■ **練習課題**
a) ほむさぽ導入に関するインタビューから、「ほむさぽ導入のきっかけと委員会の立ち上げ」を含む箇所から書き始め、「かに関して精査していました。」で終わるまでを一字一句違えずに書き写してください。
b) ほむさぽ導入に関するインタビューによると、トライアルから実際の導入に踏み出すきっかけとなった出来事は何ですか。
c) ほむさぽ導入に関するインタビューを、最後の発言の続きから書き進めてください。

■ **文書抜粋**
--*--

ほむさぽ導入のきっかけと委員会の立ち上げ
中浜(以下、中):
今日はよろしくお願い致します。
前回の木戸理事長様へのインタビューでは、ICT化やDX化を経営者という目線でお話しいただきましたが、今回は現場レベルでのお話をお聞かせいただければと思いますので、よろしくお願いいたします。
全員:
よろしくお願いします。
中:
まずは、ほむさぽを導入する事になったきっかけについて教えてください。
眞鍋(以下、眞):
元々ほむさぽさんに出会う前の2017年頃に、北九州市の国家戦略特区の中で介護ロボット事業の実証施設として、見守りセンサーやインカム、リフトなど、たくさんの機器を導入し、どこにムダやムラがあるかに関して精査していました。
そんな中で、ほむさぽさんと出会う機会がありまして、すでに導入している介護ロボットも含めて法人全体のICT化をさらに進める為、ほむさぽを導入する事になりました。
中:
先に介護ロボットに関して積極的に導入していたという事もあり、ほむさぽを導入する際の抵抗感は低かったのでしょうか?
眞:
初めは正直なところ、現場としてほむさぽ導入への抵抗感はすごくあって、本当に必要なのか、自分たちだけでどうにかできるのではないか、さらには、金銭的負担などを心配し、まずはトライアルで始めさせていただきました。トライアルは比較的長期間でやらせていただいていたのですが、コロナが到来したことをきっかけに導入に踏み出したという感じでした。

--*--

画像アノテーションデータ
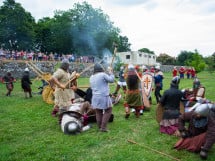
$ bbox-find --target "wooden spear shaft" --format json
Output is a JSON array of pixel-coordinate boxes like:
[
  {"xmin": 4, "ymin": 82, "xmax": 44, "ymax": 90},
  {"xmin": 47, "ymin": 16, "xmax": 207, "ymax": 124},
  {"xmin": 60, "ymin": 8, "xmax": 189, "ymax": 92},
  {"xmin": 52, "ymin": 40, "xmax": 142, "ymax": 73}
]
[
  {"xmin": 110, "ymin": 44, "xmax": 117, "ymax": 67},
  {"xmin": 135, "ymin": 70, "xmax": 150, "ymax": 107},
  {"xmin": 128, "ymin": 140, "xmax": 181, "ymax": 161}
]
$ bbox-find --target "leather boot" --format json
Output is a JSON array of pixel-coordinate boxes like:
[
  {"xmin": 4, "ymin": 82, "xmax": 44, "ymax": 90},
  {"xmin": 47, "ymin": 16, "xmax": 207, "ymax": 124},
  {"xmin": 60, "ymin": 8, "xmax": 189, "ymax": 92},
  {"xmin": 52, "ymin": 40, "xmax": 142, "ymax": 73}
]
[{"xmin": 199, "ymin": 149, "xmax": 208, "ymax": 159}]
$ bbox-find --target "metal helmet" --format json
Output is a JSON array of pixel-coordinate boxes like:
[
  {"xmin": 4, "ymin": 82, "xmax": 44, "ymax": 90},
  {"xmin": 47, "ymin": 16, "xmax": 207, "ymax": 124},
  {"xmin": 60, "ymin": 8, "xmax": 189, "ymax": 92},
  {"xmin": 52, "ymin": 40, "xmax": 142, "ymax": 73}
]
[
  {"xmin": 128, "ymin": 64, "xmax": 134, "ymax": 70},
  {"xmin": 67, "ymin": 122, "xmax": 78, "ymax": 133},
  {"xmin": 25, "ymin": 68, "xmax": 29, "ymax": 72},
  {"xmin": 61, "ymin": 113, "xmax": 82, "ymax": 135},
  {"xmin": 120, "ymin": 66, "xmax": 124, "ymax": 70},
  {"xmin": 194, "ymin": 104, "xmax": 210, "ymax": 117},
  {"xmin": 193, "ymin": 78, "xmax": 201, "ymax": 89},
  {"xmin": 155, "ymin": 65, "xmax": 161, "ymax": 70},
  {"xmin": 94, "ymin": 63, "xmax": 104, "ymax": 73},
  {"xmin": 60, "ymin": 59, "xmax": 69, "ymax": 71},
  {"xmin": 171, "ymin": 76, "xmax": 180, "ymax": 85},
  {"xmin": 142, "ymin": 65, "xmax": 147, "ymax": 70}
]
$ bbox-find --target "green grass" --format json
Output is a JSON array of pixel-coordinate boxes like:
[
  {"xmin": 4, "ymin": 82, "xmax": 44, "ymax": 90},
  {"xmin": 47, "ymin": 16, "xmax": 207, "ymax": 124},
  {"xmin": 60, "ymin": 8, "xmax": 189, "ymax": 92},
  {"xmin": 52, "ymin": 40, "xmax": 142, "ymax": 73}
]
[{"xmin": 0, "ymin": 72, "xmax": 215, "ymax": 161}]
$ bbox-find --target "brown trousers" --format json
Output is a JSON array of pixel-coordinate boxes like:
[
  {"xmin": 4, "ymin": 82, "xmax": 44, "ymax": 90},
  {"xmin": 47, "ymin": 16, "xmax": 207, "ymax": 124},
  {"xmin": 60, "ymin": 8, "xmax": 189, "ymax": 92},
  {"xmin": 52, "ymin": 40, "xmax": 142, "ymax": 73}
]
[{"xmin": 95, "ymin": 107, "xmax": 112, "ymax": 131}]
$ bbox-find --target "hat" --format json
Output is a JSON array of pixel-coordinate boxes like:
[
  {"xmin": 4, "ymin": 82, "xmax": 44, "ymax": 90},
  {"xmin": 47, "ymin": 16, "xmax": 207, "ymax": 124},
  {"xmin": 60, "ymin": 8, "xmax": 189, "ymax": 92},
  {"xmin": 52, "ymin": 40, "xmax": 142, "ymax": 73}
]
[
  {"xmin": 24, "ymin": 68, "xmax": 29, "ymax": 72},
  {"xmin": 193, "ymin": 78, "xmax": 201, "ymax": 89},
  {"xmin": 128, "ymin": 64, "xmax": 134, "ymax": 70},
  {"xmin": 120, "ymin": 66, "xmax": 124, "ymax": 70},
  {"xmin": 61, "ymin": 59, "xmax": 69, "ymax": 64},
  {"xmin": 194, "ymin": 104, "xmax": 209, "ymax": 117},
  {"xmin": 171, "ymin": 76, "xmax": 180, "ymax": 85},
  {"xmin": 142, "ymin": 65, "xmax": 147, "ymax": 70},
  {"xmin": 94, "ymin": 63, "xmax": 104, "ymax": 73}
]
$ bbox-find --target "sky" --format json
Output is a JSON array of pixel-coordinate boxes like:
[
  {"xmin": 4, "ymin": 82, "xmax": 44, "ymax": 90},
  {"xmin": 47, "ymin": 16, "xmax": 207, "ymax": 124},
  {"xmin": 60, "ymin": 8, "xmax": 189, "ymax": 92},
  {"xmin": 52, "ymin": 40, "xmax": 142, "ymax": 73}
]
[{"xmin": 0, "ymin": 0, "xmax": 215, "ymax": 57}]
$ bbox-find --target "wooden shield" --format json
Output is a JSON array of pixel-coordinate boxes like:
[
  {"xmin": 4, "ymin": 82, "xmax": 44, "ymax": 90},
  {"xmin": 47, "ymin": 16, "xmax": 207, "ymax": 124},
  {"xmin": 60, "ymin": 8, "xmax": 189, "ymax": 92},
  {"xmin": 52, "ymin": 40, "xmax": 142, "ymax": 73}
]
[
  {"xmin": 156, "ymin": 101, "xmax": 185, "ymax": 123},
  {"xmin": 141, "ymin": 72, "xmax": 153, "ymax": 98}
]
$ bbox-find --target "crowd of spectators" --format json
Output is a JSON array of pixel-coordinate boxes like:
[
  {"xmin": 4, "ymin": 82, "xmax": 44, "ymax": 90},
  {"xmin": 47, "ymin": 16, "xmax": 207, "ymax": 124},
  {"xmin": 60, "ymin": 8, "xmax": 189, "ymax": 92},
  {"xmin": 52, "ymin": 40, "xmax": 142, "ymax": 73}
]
[{"xmin": 0, "ymin": 49, "xmax": 94, "ymax": 63}]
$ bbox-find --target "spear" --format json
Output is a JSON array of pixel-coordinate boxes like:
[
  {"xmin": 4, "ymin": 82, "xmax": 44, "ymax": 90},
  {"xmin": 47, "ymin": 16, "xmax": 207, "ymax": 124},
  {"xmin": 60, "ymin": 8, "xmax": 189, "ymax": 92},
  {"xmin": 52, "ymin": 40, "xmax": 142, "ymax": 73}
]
[{"xmin": 110, "ymin": 43, "xmax": 118, "ymax": 67}]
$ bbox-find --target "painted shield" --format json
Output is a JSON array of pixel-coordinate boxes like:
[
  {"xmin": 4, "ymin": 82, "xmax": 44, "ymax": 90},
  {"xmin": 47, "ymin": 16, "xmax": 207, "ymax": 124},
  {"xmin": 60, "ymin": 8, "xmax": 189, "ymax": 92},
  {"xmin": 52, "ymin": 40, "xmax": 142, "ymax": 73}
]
[{"xmin": 141, "ymin": 72, "xmax": 153, "ymax": 98}]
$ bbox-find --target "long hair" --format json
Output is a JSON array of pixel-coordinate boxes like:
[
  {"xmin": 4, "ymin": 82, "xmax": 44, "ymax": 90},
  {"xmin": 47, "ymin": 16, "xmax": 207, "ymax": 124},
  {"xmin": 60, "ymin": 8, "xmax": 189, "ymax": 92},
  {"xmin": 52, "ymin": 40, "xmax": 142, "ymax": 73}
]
[{"xmin": 127, "ymin": 71, "xmax": 138, "ymax": 89}]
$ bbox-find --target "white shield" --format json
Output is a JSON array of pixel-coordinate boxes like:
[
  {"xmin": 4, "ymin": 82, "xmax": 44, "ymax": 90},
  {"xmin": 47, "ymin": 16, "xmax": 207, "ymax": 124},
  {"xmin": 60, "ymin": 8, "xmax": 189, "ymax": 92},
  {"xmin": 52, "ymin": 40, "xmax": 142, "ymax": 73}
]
[{"xmin": 141, "ymin": 72, "xmax": 153, "ymax": 98}]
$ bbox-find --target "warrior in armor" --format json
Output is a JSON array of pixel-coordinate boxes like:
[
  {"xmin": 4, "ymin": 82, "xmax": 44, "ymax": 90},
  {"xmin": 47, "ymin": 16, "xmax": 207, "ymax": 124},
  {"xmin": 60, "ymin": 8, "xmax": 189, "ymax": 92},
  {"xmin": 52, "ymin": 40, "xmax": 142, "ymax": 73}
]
[
  {"xmin": 160, "ymin": 76, "xmax": 183, "ymax": 135},
  {"xmin": 90, "ymin": 63, "xmax": 114, "ymax": 132},
  {"xmin": 50, "ymin": 59, "xmax": 74, "ymax": 123},
  {"xmin": 174, "ymin": 103, "xmax": 215, "ymax": 159},
  {"xmin": 3, "ymin": 72, "xmax": 16, "ymax": 96},
  {"xmin": 21, "ymin": 68, "xmax": 32, "ymax": 98},
  {"xmin": 113, "ymin": 66, "xmax": 127, "ymax": 96},
  {"xmin": 124, "ymin": 64, "xmax": 143, "ymax": 118}
]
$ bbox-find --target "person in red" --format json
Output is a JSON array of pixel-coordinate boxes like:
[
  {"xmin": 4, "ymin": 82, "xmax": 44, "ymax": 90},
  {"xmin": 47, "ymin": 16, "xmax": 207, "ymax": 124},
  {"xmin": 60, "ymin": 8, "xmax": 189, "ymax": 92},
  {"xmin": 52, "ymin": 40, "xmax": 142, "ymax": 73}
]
[
  {"xmin": 191, "ymin": 67, "xmax": 196, "ymax": 79},
  {"xmin": 150, "ymin": 66, "xmax": 155, "ymax": 74},
  {"xmin": 172, "ymin": 67, "xmax": 178, "ymax": 77},
  {"xmin": 186, "ymin": 68, "xmax": 191, "ymax": 79},
  {"xmin": 179, "ymin": 66, "xmax": 186, "ymax": 79}
]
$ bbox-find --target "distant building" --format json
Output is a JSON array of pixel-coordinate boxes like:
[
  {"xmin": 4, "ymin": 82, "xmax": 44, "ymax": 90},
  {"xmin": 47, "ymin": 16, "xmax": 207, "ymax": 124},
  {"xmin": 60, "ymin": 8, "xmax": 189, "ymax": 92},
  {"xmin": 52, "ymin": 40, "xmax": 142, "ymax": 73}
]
[{"xmin": 116, "ymin": 51, "xmax": 157, "ymax": 66}]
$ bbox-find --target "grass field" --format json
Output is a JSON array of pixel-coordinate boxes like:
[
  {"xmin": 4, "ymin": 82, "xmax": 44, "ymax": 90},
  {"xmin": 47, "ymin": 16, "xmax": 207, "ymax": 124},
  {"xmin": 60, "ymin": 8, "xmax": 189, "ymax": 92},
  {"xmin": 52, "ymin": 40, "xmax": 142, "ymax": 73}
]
[{"xmin": 0, "ymin": 72, "xmax": 215, "ymax": 161}]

--*--

■ **課題の解答**
a)
ほむさぽ導入のきっかけと委員会の立ち上げ
中浜(以下、中):
今日はよろしくお願い致します。
前回の木戸理事長様へのインタビューでは、ICT化やDX化を経営者という目線でお話しいただきましたが、今回は現場レベルでのお話をお聞かせいただければと思いますので、よろしくお願いいたします。
全員:
よろしくお願いします。
中:
まずは、ほむさぽを導入する事になったきっかけについて教えてください。
眞鍋(以下、眞):
元々ほむさぽさんに出会う前の2017年頃に、北九州市の国家戦略特区の中で介護ロボット事業の実証施設として、見守りセンサーやインカム、リフトなど、たくさんの機器を導入し、どこにムダやムラがあるかに関して精査していました。

b) コロナの到来です。

c)
中:
介護ロボット事業の実証施設をされていても、ほむさぽを導入することに抵抗感はあったのですね。
眞:
すごくありましたね。たくさん話し合った記憶があります。
佐藤(以下、佐):
ITに詳しい職員が何人かいたため、そういう人がいるのであれば必要ないのではないかという声も結構ありましたね。
中:
それでもほむさぽを導入しようという流れになったきっかけはあるのでしょうか?
山下(以下、山):
まず、この先人材の確保が難しくなることが目に見えている中、聖ヨゼフの園の伝統や事業を守る為にはDX化などの変化が必要になると、理事長からの話もあり感じていました。そんな中、コロナの影響で対面での面会が厳しくなってしまい、急遽LINEでビデオ通話を行うなどの対応をしていました。その際に、ほむさぽ導入は我々福祉事業者にとっては時代の変化に合わせて事業を安定化させる手段であり、また職員の働きやすい職場づくりには欠かせないものになるだろうという話し合いが行われ、ほむさぽの職員の方にアドバイスをもらいながらトライアルを始めました。
中:
生産性向上委員会も、そのコロナのタイミングで立ち上げたのでしょうか?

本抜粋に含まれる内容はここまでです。